**EXERCISE TASK:** Reproduce the listing from the line containing "Where can you see the ocean" through the end of the listing, changing "white awning" to "canvas awning" and leaving all other text unchanged.

**EXTRACTED RECORDS:**

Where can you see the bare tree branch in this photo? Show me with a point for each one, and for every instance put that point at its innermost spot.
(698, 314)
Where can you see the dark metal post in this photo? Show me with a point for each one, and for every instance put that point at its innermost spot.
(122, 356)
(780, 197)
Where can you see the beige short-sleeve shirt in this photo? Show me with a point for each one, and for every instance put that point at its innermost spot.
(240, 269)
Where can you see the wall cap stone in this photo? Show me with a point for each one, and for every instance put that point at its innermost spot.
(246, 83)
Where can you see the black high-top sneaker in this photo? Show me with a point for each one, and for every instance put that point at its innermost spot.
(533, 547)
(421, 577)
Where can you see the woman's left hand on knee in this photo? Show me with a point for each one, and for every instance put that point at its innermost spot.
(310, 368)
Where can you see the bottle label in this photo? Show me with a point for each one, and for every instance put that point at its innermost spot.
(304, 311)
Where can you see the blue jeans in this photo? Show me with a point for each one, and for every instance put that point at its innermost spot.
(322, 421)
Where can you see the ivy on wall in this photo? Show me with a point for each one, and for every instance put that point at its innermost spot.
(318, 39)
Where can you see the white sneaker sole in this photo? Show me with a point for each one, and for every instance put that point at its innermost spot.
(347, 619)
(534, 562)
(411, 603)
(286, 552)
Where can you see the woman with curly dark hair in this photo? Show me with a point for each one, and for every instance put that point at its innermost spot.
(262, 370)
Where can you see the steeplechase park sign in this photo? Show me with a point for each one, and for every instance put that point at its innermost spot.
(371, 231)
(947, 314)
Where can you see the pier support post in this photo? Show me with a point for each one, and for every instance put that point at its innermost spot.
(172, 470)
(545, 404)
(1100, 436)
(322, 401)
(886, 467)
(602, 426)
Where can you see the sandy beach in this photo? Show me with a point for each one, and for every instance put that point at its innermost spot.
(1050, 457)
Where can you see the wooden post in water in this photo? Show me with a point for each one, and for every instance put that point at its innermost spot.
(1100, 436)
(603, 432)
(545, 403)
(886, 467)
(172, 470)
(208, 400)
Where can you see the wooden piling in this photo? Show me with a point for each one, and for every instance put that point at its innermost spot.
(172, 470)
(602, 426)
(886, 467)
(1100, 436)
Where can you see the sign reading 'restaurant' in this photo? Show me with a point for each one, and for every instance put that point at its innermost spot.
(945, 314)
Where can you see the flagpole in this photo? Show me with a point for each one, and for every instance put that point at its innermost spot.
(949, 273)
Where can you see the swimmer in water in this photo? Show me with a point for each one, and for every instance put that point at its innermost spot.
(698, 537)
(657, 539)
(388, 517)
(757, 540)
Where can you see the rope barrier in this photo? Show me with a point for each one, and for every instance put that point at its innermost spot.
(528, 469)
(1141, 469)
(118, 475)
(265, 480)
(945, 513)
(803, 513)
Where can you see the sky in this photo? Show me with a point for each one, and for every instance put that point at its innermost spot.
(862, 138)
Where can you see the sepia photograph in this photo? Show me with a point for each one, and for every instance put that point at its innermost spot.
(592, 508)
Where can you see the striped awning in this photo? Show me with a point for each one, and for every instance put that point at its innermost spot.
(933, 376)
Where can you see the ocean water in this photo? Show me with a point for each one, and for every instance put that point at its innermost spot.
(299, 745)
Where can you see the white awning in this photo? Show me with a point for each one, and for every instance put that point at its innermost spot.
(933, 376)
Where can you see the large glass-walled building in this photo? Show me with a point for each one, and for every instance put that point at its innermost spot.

**FINAL ANSWER:**
Where can you see the ocean water in this photo? Show me with a point for each one, and for every instance put that point at its innermost spot.
(299, 745)
Where can you see the canvas awning in this photo? Show me with a point for each one, and for every instance put that point at its innermost spot.
(933, 376)
Where can you see the large glass-walled building in this photo? Show me with a point for each one, and for every instance put that point at its innermost spot.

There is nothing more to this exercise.